▸ The task
Pictures aside, can you reproduce the records word for word?

▸ Photo-based referring expression data

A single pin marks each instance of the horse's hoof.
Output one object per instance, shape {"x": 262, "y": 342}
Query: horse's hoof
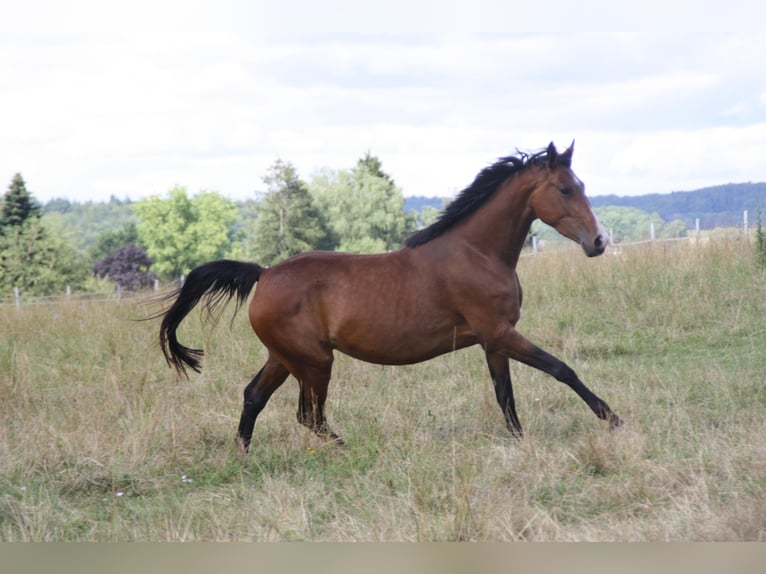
{"x": 615, "y": 422}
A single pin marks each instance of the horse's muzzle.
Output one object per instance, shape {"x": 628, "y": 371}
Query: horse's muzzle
{"x": 596, "y": 247}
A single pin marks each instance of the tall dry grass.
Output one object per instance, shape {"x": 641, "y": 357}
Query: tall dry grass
{"x": 99, "y": 440}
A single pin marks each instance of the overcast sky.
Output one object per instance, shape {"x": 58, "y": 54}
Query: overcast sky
{"x": 131, "y": 98}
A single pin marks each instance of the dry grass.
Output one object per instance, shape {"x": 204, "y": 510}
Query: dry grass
{"x": 100, "y": 441}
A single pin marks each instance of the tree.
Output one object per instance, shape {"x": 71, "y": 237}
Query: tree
{"x": 38, "y": 262}
{"x": 18, "y": 205}
{"x": 180, "y": 233}
{"x": 128, "y": 267}
{"x": 364, "y": 206}
{"x": 287, "y": 219}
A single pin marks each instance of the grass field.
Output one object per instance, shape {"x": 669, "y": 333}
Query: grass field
{"x": 100, "y": 441}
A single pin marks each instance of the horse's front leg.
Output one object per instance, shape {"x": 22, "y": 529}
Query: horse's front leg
{"x": 501, "y": 379}
{"x": 513, "y": 344}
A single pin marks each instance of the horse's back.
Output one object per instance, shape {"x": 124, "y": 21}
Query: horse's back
{"x": 380, "y": 308}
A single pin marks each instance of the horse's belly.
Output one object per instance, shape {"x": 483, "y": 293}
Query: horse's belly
{"x": 399, "y": 345}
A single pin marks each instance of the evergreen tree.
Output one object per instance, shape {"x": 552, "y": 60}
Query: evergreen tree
{"x": 288, "y": 221}
{"x": 365, "y": 207}
{"x": 18, "y": 205}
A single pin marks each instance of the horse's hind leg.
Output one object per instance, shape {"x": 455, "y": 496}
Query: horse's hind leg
{"x": 501, "y": 378}
{"x": 313, "y": 393}
{"x": 257, "y": 394}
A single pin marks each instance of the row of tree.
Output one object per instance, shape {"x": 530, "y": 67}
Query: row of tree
{"x": 91, "y": 247}
{"x": 360, "y": 209}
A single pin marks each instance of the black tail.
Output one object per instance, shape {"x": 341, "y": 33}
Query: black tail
{"x": 217, "y": 282}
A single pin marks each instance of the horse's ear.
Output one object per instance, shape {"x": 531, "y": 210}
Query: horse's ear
{"x": 553, "y": 156}
{"x": 565, "y": 158}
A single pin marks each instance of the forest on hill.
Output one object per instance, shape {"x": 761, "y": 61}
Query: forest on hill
{"x": 45, "y": 248}
{"x": 711, "y": 205}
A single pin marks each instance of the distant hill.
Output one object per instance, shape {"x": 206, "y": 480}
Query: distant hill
{"x": 709, "y": 204}
{"x": 418, "y": 202}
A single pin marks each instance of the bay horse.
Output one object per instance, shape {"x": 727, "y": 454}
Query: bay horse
{"x": 452, "y": 285}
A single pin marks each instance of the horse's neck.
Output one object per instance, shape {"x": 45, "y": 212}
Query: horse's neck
{"x": 500, "y": 227}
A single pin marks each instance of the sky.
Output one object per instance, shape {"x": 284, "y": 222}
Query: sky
{"x": 129, "y": 99}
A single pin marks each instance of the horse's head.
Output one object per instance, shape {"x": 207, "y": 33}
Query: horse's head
{"x": 559, "y": 200}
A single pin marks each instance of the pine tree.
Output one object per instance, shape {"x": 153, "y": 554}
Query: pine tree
{"x": 288, "y": 220}
{"x": 18, "y": 205}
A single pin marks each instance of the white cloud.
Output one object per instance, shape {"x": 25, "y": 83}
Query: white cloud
{"x": 97, "y": 102}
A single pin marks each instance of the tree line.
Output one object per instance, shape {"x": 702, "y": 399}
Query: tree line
{"x": 95, "y": 246}
{"x": 44, "y": 249}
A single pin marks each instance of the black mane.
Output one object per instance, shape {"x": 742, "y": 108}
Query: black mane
{"x": 475, "y": 195}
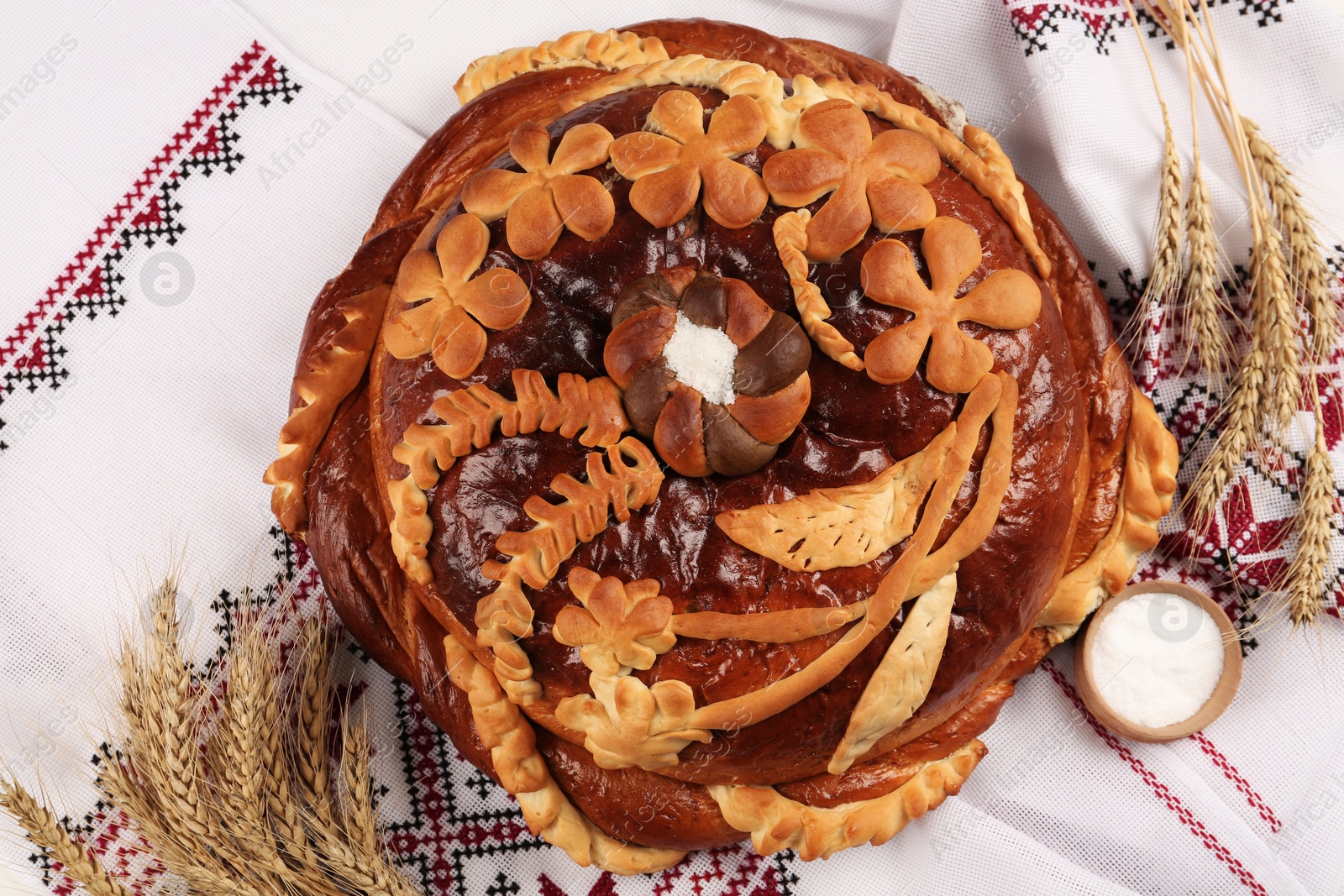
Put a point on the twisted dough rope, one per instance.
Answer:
(522, 772)
(504, 617)
(333, 371)
(1149, 483)
(577, 49)
(916, 569)
(470, 419)
(790, 239)
(777, 822)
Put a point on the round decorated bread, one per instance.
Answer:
(712, 427)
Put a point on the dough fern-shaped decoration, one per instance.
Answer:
(842, 527)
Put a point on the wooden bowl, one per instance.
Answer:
(1213, 708)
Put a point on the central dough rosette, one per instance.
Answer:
(711, 374)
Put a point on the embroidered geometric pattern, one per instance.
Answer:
(91, 288)
(1035, 22)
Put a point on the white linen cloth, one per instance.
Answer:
(151, 315)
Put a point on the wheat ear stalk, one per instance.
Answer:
(1203, 304)
(57, 842)
(257, 815)
(1308, 266)
(1305, 578)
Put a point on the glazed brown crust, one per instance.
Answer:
(349, 535)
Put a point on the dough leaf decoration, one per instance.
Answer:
(622, 627)
(904, 678)
(846, 526)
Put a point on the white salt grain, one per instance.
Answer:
(702, 358)
(1156, 658)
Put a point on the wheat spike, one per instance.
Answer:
(315, 701)
(1274, 328)
(1305, 578)
(55, 841)
(1203, 305)
(1307, 259)
(1166, 275)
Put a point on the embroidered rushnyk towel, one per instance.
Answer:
(178, 187)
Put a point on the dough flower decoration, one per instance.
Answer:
(716, 376)
(622, 627)
(549, 195)
(1008, 298)
(675, 157)
(873, 181)
(460, 301)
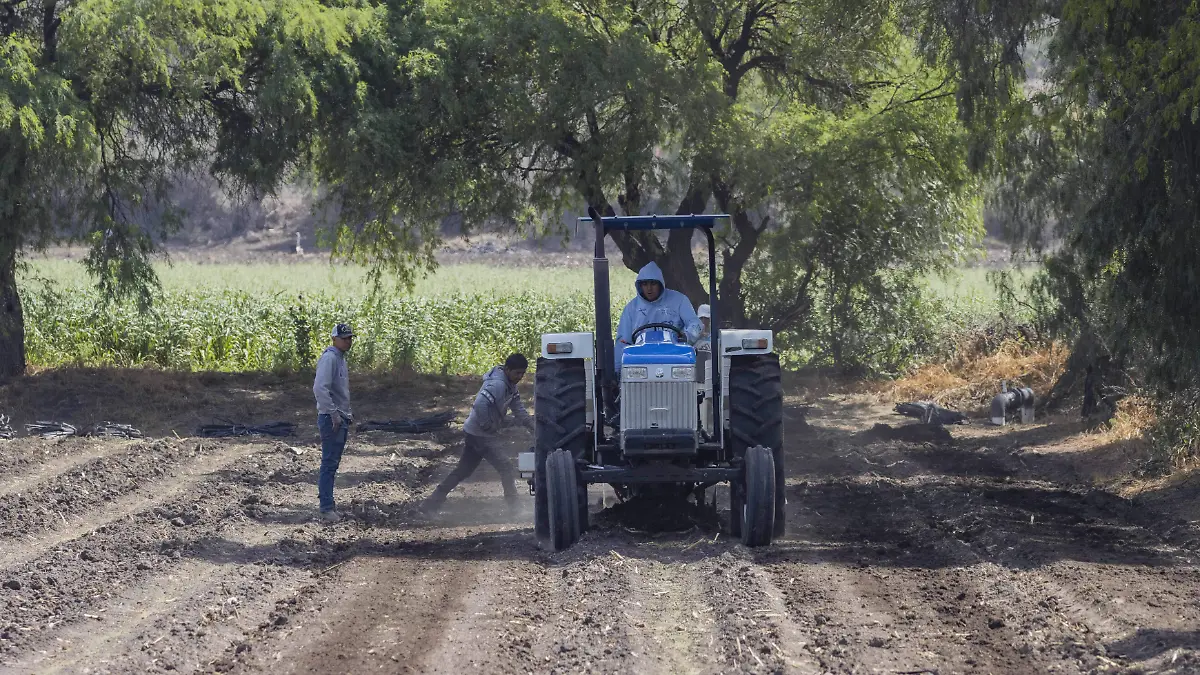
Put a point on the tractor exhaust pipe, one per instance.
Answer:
(604, 322)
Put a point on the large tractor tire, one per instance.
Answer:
(756, 418)
(561, 410)
(563, 500)
(759, 511)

▸ Final answer
A single pin marks each instance of the horse's hoof.
Output one object per instance, shape {"x": 262, "y": 342}
Query: horse's hoof
{"x": 615, "y": 422}
A single pin marks each instance of the horse's muzzle.
Output one object per instance, shape {"x": 628, "y": 371}
Query: horse's muzzle
{"x": 596, "y": 247}
A single pin marks each instance of the tall dry grass.
Output one object per instance, shape {"x": 641, "y": 357}
Query: tall dry grass
{"x": 99, "y": 440}
A single pin marks each instance of the overcast sky.
Output one object per instance, shape {"x": 58, "y": 54}
Query: overcast sky
{"x": 131, "y": 98}
A single pin marks each instance of the dry grass.
Output one object per instance, shape {"x": 204, "y": 510}
Query: dry grass
{"x": 100, "y": 441}
A single pin marks each instance of the tree.
Output one object per instance, shape {"x": 71, "y": 237}
Query: tree
{"x": 38, "y": 262}
{"x": 18, "y": 205}
{"x": 180, "y": 233}
{"x": 128, "y": 267}
{"x": 364, "y": 206}
{"x": 287, "y": 219}
A single pin marks each instance of the grass field.
Output one object per instance, shape {"x": 669, "y": 333}
Query: grass field
{"x": 100, "y": 441}
A single pin marks each instance of the horse's front leg.
Output one object per instance, shape {"x": 22, "y": 529}
Query: horse's front leg
{"x": 501, "y": 379}
{"x": 513, "y": 344}
A single pin marks each instance of the horse's back.
Output one object per instance, shape {"x": 124, "y": 21}
Query: horse's back
{"x": 380, "y": 308}
A single pin marks each instance of the horse's belly.
Output one object per instance, shape {"x": 483, "y": 293}
Query: horse's belly
{"x": 399, "y": 345}
A single pin marks each instance of the evergreen tree.
Output one object per instance, shape {"x": 552, "y": 60}
Query: evergreen tree
{"x": 288, "y": 221}
{"x": 365, "y": 207}
{"x": 18, "y": 205}
A single pin marks each instance of the horse's hind leg.
Output one object per instance, shape {"x": 455, "y": 496}
Query: horse's hind leg
{"x": 501, "y": 378}
{"x": 313, "y": 393}
{"x": 257, "y": 394}
A single pin marks each instance of the row of tree.
Output one object per instance, shape {"x": 530, "y": 67}
Query: row of tree
{"x": 91, "y": 247}
{"x": 360, "y": 209}
A single pin marks each instance of the black tail.
Output one object per instance, shape {"x": 341, "y": 33}
Query: black tail
{"x": 217, "y": 282}
A single pin marks each instance of the horse's ear.
Output one object per instance, shape {"x": 531, "y": 210}
Query: horse's ear
{"x": 553, "y": 156}
{"x": 565, "y": 158}
A single pin marks each instance of the forest on hill.
Output one object per instance, shape {"x": 761, "y": 61}
Query: forest on hill
{"x": 45, "y": 248}
{"x": 711, "y": 205}
A single pin marks each instance of the distant hill.
Output one object per instance, shape {"x": 206, "y": 480}
Query: distant hill
{"x": 709, "y": 204}
{"x": 418, "y": 202}
A single pin marks each instance of the bay horse.
Output one object per instance, shape {"x": 727, "y": 454}
Query: bay horse
{"x": 452, "y": 285}
A single pin marks each instance of the horse's neck.
Output one object per instance, shape {"x": 45, "y": 212}
Query: horse's neck
{"x": 500, "y": 227}
A single pin marks each instance of the sky.
Output one object per instance, shape {"x": 284, "y": 222}
Query: sky
{"x": 129, "y": 99}
A single pin marks each instance of the horse's head.
Output one object per instance, shape {"x": 207, "y": 33}
Query: horse's head
{"x": 559, "y": 200}
A single pin marks each instance of the pine tree.
Output one object per instance, shape {"x": 153, "y": 554}
Query: pine tree
{"x": 288, "y": 220}
{"x": 18, "y": 205}
A single pin marks each instance of the white cloud.
Output one object per instance, shape {"x": 25, "y": 83}
Query: white cloud
{"x": 97, "y": 102}
A single pin marks each instance of the tree line.
Output one object per instance, shape {"x": 702, "y": 399}
Query: tree line
{"x": 95, "y": 246}
{"x": 44, "y": 249}
A single pin marks each instance of the black mane.
Output one object per instance, shape {"x": 742, "y": 108}
Query: black mane
{"x": 475, "y": 195}
Put a point on the twisted dough rope, one per instance.
Answer:
(522, 772)
(504, 617)
(333, 371)
(1149, 483)
(577, 49)
(916, 569)
(470, 419)
(790, 239)
(777, 822)
Put a point on the round decorated bread, one per instance.
Answer:
(712, 427)
Put a point on the dough fern-shaped decoration, one per instance.
Answer:
(842, 527)
Put a point on the wooden bowl, one per instance.
Answer:
(1213, 708)
Put a point on the central dough rosette, one per instance.
Answer:
(711, 374)
Put a point on the embroidered geometric pattern, one per instance.
Answer:
(91, 288)
(1035, 22)
Put a point on the white linen cloth, one per instance.
Answer:
(151, 315)
Put a point on the wheat ear stalk, one per instance.
Answer:
(1203, 304)
(57, 842)
(257, 815)
(1308, 266)
(1305, 578)
Put a point on the glazed brown crust, one per instance.
Answer:
(349, 535)
Put a point on the dough leaf decoration, one per instance.
Answer:
(622, 627)
(904, 678)
(846, 526)
Put a point on the white salt grain, one per instance.
Answer:
(702, 358)
(1156, 658)
Put a point on the wheat spike, one per instance.
Answer:
(315, 701)
(1274, 328)
(1305, 578)
(55, 841)
(1203, 305)
(1307, 259)
(1166, 275)
Put a point on the embroidered rushnyk towel, one per instance.
Answer:
(178, 187)
Put a point on the dough flower decoration, one per instance.
Answer:
(716, 376)
(622, 627)
(549, 195)
(1008, 298)
(675, 157)
(873, 181)
(460, 301)
Put a point on the tractor exhaust pipe, one per instance.
Answer:
(604, 322)
Put a point on the large tractor tire, one per instance.
Answer:
(756, 418)
(561, 410)
(563, 500)
(759, 511)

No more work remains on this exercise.